((
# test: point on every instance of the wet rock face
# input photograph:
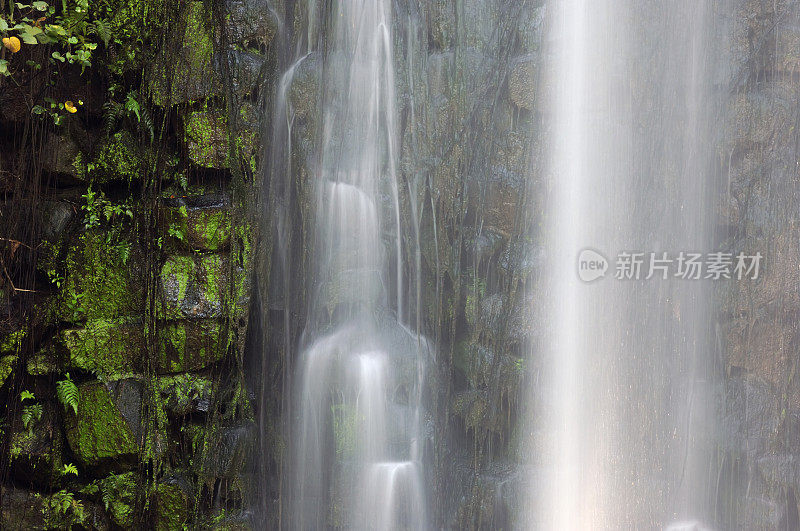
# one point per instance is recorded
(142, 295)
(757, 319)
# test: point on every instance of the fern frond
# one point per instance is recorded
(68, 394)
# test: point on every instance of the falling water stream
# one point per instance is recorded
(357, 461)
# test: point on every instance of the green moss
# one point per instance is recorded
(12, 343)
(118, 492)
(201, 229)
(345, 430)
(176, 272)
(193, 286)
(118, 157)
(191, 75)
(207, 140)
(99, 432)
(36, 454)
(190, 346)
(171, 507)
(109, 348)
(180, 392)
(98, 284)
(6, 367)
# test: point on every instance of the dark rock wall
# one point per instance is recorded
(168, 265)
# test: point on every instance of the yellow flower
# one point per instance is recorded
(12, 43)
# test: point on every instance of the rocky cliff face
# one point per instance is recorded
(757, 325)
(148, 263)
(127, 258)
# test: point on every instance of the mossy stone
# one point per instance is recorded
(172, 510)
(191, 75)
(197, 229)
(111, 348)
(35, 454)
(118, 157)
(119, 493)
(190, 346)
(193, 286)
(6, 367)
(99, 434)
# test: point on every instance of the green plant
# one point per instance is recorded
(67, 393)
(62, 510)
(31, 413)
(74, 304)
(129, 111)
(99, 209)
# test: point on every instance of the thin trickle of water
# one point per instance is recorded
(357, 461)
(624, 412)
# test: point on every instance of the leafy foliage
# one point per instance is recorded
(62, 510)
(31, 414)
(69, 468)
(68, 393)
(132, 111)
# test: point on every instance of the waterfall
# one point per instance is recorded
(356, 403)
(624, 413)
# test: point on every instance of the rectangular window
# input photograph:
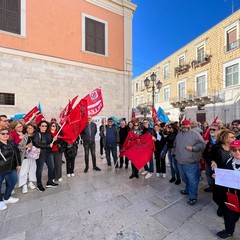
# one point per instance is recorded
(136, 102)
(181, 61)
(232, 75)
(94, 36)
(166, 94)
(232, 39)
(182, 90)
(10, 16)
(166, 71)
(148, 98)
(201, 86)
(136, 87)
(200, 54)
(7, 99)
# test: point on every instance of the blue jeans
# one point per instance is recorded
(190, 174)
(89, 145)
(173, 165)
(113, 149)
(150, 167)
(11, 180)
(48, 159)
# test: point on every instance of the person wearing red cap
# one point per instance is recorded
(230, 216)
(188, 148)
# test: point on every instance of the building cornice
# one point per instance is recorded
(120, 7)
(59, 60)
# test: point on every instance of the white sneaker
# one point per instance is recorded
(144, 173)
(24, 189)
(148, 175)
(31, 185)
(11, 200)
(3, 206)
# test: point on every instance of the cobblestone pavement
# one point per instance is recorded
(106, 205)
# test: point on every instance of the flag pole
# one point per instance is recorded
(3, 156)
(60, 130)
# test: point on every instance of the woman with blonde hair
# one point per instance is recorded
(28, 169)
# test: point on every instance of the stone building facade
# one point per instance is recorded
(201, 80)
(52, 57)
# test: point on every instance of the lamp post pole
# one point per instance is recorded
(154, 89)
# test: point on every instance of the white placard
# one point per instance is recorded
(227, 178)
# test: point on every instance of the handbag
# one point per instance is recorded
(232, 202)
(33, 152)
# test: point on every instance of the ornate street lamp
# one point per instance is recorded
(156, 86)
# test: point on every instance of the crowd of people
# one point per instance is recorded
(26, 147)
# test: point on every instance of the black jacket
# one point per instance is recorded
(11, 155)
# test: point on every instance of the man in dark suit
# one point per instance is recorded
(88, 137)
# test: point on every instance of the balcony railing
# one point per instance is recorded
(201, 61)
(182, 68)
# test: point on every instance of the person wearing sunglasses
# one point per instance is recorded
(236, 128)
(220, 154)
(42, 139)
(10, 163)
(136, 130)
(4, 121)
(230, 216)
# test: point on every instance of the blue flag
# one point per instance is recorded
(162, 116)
))
_The task_. Copy all lines from the material that hold "flag".

_Task response_.
# test: point on every instance of the flag pole
# test: point on every instance of the blue flag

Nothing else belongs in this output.